Supplied records:
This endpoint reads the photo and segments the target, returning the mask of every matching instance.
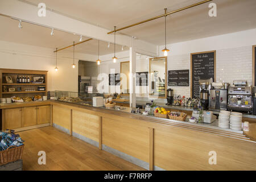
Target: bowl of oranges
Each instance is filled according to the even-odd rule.
[[[154,115],[158,118],[168,118],[168,114],[170,113],[170,110],[166,110],[163,107],[158,107],[154,111]]]

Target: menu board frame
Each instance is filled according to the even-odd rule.
[[[183,82],[185,82],[186,84],[187,84],[187,85],[182,85],[182,84],[181,84],[180,78],[181,78],[181,76],[183,75],[181,74],[179,74],[179,72],[188,72],[188,73],[187,74],[183,74],[184,75],[186,75],[188,76],[188,79],[187,80],[185,80],[184,81],[183,81]],[[170,77],[170,75],[171,72],[172,72],[174,73],[176,72],[176,76],[172,76],[172,78],[177,78],[177,81],[173,81],[173,82],[176,82],[176,84],[175,84],[175,85],[172,85],[171,84],[171,82],[170,81],[170,80],[171,80],[171,77]],[[178,69],[178,70],[168,70],[168,86],[189,86],[189,84],[190,84],[190,81],[189,81],[189,69]]]
[[[203,53],[213,53],[214,55],[214,60],[213,60],[213,66],[214,66],[214,81],[216,81],[216,50],[214,50],[214,51],[204,51],[204,52],[194,52],[194,53],[191,53],[190,54],[190,69],[191,69],[191,72],[190,72],[190,76],[191,76],[191,88],[190,88],[190,96],[192,98],[193,97],[192,96],[192,89],[193,89],[193,65],[192,65],[192,63],[193,63],[193,55],[200,55],[200,54],[203,54]]]
[[[253,46],[253,85],[256,86],[256,45]]]

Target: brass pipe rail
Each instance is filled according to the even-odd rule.
[[[61,51],[61,50],[67,49],[67,48],[69,48],[69,47],[72,47],[72,46],[76,46],[76,45],[80,44],[81,44],[81,43],[84,43],[84,42],[88,42],[88,41],[90,40],[92,40],[92,39],[87,39],[87,40],[84,40],[84,41],[81,41],[81,42],[79,42],[79,43],[76,43],[76,44],[72,44],[72,45],[71,45],[71,46],[67,46],[67,47],[65,47],[62,48],[61,48],[61,49],[57,49],[57,50],[56,50],[56,51],[54,51],[53,52],[58,52],[58,51]]]
[[[171,11],[171,12],[169,12],[169,13],[162,14],[162,15],[159,15],[159,16],[155,16],[155,17],[154,17],[154,18],[151,18],[150,19],[148,19],[144,20],[143,21],[142,21],[142,22],[138,22],[138,23],[132,24],[127,26],[126,27],[117,29],[117,30],[115,30],[115,31],[114,31],[114,30],[112,31],[111,32],[108,32],[108,34],[112,34],[113,32],[114,32],[115,31],[117,32],[117,31],[119,31],[123,30],[123,29],[126,29],[126,28],[130,28],[130,27],[133,27],[133,26],[135,26],[142,24],[142,23],[146,23],[146,22],[149,22],[149,21],[151,21],[151,20],[153,20],[154,19],[158,19],[158,18],[161,18],[161,17],[163,17],[163,16],[168,16],[168,15],[169,15],[170,14],[174,14],[174,13],[177,13],[177,12],[179,12],[179,11],[183,11],[183,10],[187,10],[187,9],[188,9],[189,8],[193,7],[195,7],[195,6],[198,6],[198,5],[202,5],[203,3],[207,3],[207,2],[208,2],[209,1],[212,1],[212,0],[205,0],[205,1],[201,1],[201,2],[198,2],[197,3],[195,3],[195,4],[190,5],[190,6],[186,6],[186,7],[179,9],[176,10],[175,10],[175,11]]]

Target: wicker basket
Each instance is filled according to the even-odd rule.
[[[171,113],[169,113],[168,116],[169,117],[169,119],[173,119],[173,120],[177,120],[177,121],[185,121],[186,120],[187,118],[187,114],[184,113],[181,113],[180,114],[182,115],[183,115],[182,117],[179,116],[173,116],[173,115],[170,115]]]
[[[160,114],[158,113],[154,112],[155,117],[158,118],[168,118],[168,114]]]
[[[24,144],[19,146],[10,146],[6,150],[0,151],[0,166],[21,159]]]

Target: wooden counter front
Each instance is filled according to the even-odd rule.
[[[146,162],[150,170],[256,169],[256,143],[242,134],[58,101],[52,104],[53,124],[98,142],[100,150],[108,146]],[[209,163],[213,152],[216,164]]]

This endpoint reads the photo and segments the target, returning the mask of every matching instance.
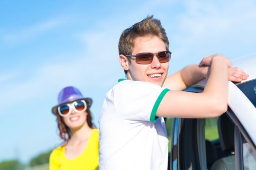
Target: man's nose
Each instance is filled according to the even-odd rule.
[[[154,54],[154,57],[153,58],[153,61],[151,63],[151,68],[159,68],[161,66],[161,63],[158,60],[158,58],[155,54]]]

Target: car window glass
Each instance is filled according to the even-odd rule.
[[[217,118],[205,119],[205,139],[213,141],[218,139]]]
[[[256,155],[243,136],[242,136],[242,140],[244,170],[256,170]]]
[[[173,118],[168,118],[165,119],[165,125],[166,126],[166,130],[167,131],[167,137],[169,140],[168,143],[168,152],[171,152],[171,127],[172,126]]]
[[[237,85],[256,107],[256,79]]]

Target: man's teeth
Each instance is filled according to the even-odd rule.
[[[150,77],[160,77],[162,75],[162,74],[149,74],[149,75]]]

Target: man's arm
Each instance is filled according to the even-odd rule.
[[[180,70],[169,75],[163,86],[171,90],[183,90],[207,77],[210,66],[202,67],[199,64],[185,67]],[[249,75],[238,68],[228,68],[228,80],[239,82],[246,80]]]
[[[222,55],[204,58],[203,64],[211,66],[211,73],[203,92],[170,91],[163,98],[157,116],[212,118],[227,109],[228,71],[231,62]]]

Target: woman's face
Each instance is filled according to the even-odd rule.
[[[67,117],[63,117],[63,120],[72,131],[72,130],[79,129],[85,123],[87,123],[87,114],[86,111],[77,112],[72,108],[71,114]]]

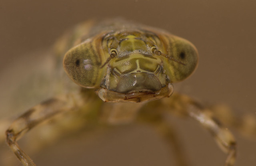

Directions: Can you reproduce all of the material above with "even-odd rule" swapped for "nonzero winding rule" everywhere it occurs, changing nothing else and leaving the pictures out?

Worked solution:
This endpoint reads the photo and segments the target, returning the mask of every matching instance.
Target: bowl of oranges
Each instance is filled according to the nonzero winding rule.
[[[154,115],[158,118],[168,118],[168,114],[170,113],[170,110],[166,110],[163,107],[158,107],[154,111]]]

Target: menu board frame
Each instance is filled according to the nonzero winding rule.
[[[183,82],[185,82],[186,84],[187,84],[187,85],[182,85],[182,84],[181,84],[180,78],[181,78],[181,76],[183,75],[181,74],[179,74],[179,72],[188,72],[188,73],[187,74],[183,74],[184,75],[186,75],[188,76],[188,79],[187,80],[185,80],[184,81],[183,81]],[[170,77],[170,75],[171,72],[172,72],[174,73],[176,72],[176,76],[172,76],[172,78],[177,78],[177,81],[173,81],[173,82],[176,82],[176,84],[175,84],[175,85],[172,85],[171,84],[171,82],[170,81],[170,80],[171,80],[171,77]],[[178,69],[178,70],[168,70],[168,86],[189,86],[189,84],[190,84],[190,81],[189,81],[189,69]]]
[[[203,53],[213,53],[214,55],[214,60],[213,60],[213,66],[214,66],[214,81],[216,81],[216,50],[214,50],[214,51],[204,51],[204,52],[194,52],[194,53],[191,53],[190,54],[190,69],[191,69],[191,72],[190,72],[190,76],[191,76],[191,88],[190,88],[190,96],[192,98],[193,97],[192,96],[192,89],[193,89],[193,65],[192,65],[192,63],[193,63],[193,55],[200,55],[200,54],[203,54]]]
[[[253,46],[253,85],[256,86],[256,45]]]

Target: brass pipe rail
Each instance is filled according to the nonzero winding rule.
[[[61,51],[61,50],[67,49],[67,48],[69,48],[69,47],[72,47],[72,46],[76,46],[76,45],[80,44],[81,44],[81,43],[84,43],[84,42],[88,42],[88,41],[90,40],[92,40],[92,39],[87,39],[87,40],[84,40],[84,41],[81,41],[81,42],[79,42],[79,43],[76,43],[76,44],[72,44],[72,45],[71,45],[71,46],[67,46],[67,47],[65,47],[62,48],[61,48],[61,49],[57,49],[57,50],[56,50],[56,51],[54,51],[53,52],[58,52],[58,51]]]
[[[171,11],[171,12],[169,12],[169,13],[162,14],[162,15],[159,15],[159,16],[155,16],[155,17],[154,17],[154,18],[151,18],[150,19],[148,19],[144,20],[143,21],[142,21],[142,22],[138,22],[138,23],[132,24],[127,26],[126,27],[117,29],[117,30],[115,30],[115,31],[114,31],[114,30],[112,31],[111,32],[108,32],[108,34],[112,34],[113,32],[114,32],[115,31],[117,32],[117,31],[119,31],[123,30],[123,29],[126,29],[126,28],[130,28],[130,27],[133,27],[133,26],[135,26],[142,24],[142,23],[146,23],[146,22],[149,22],[149,21],[151,21],[151,20],[153,20],[154,19],[158,19],[158,18],[161,18],[161,17],[163,17],[163,16],[168,16],[168,15],[169,15],[170,14],[174,14],[174,13],[177,13],[177,12],[179,12],[179,11],[183,11],[183,10],[187,10],[187,9],[188,9],[189,8],[193,7],[195,7],[195,6],[198,6],[198,5],[202,5],[203,3],[207,3],[207,2],[208,2],[209,1],[212,1],[212,0],[205,0],[205,1],[201,1],[201,2],[198,2],[197,3],[195,3],[195,4],[190,5],[190,6],[186,6],[186,7],[179,9],[176,10],[175,10],[175,11]]]

Target: wicker basket
Each instance is filled according to the nonzero winding rule.
[[[171,113],[169,113],[168,116],[169,117],[169,119],[173,119],[173,120],[177,120],[177,121],[185,121],[186,120],[187,118],[187,114],[184,113],[181,113],[180,114],[182,115],[183,115],[182,117],[179,116],[173,116],[173,115],[170,115]]]
[[[160,114],[158,113],[154,112],[155,117],[158,118],[168,118],[168,114]]]
[[[24,144],[19,146],[10,146],[6,150],[0,151],[0,166],[21,159]]]

Target: wooden counter front
Each instance is filled according to the nonzero winding rule.
[[[146,162],[150,170],[256,169],[256,143],[242,134],[58,101],[52,104],[53,124],[98,142],[100,150],[108,146]],[[209,163],[213,152],[216,164]]]

This endpoint reads the photo and segments the target, returning the mask of every matching instance.
Target: man's nose
Each instance is filled according to the nonzero winding rule.
[[[154,54],[154,57],[153,58],[153,61],[151,63],[151,68],[159,68],[161,66],[161,63],[158,60],[158,58],[155,54]]]

Target: car window glass
Each instance is filled according to the nonzero winding rule.
[[[217,118],[205,119],[205,139],[213,141],[218,139]]]
[[[256,155],[243,136],[242,136],[242,140],[244,170],[256,170]]]
[[[173,118],[168,118],[165,119],[165,125],[166,126],[166,130],[167,131],[167,137],[169,140],[168,143],[168,152],[171,152],[171,127],[172,126]]]
[[[237,85],[256,107],[256,79]]]

Target: man's teeth
Each instance is filled according to the nonzero winding rule.
[[[150,77],[160,77],[162,75],[162,74],[149,74],[149,75]]]

Target: man's arm
Each instance is filled according to the nonzero winding rule.
[[[180,70],[169,75],[163,86],[171,90],[183,90],[207,77],[210,66],[202,67],[199,64],[185,67]],[[249,75],[238,68],[228,68],[228,80],[239,82],[246,80]]]
[[[222,55],[204,58],[203,64],[211,66],[211,73],[203,92],[170,91],[163,98],[157,116],[212,118],[227,109],[228,71],[231,62]]]

Target: woman's face
Each instance is filled according to the nonzero winding rule.
[[[67,117],[63,117],[63,120],[72,131],[72,130],[79,129],[85,123],[87,123],[87,114],[86,111],[77,112],[72,108],[71,114]]]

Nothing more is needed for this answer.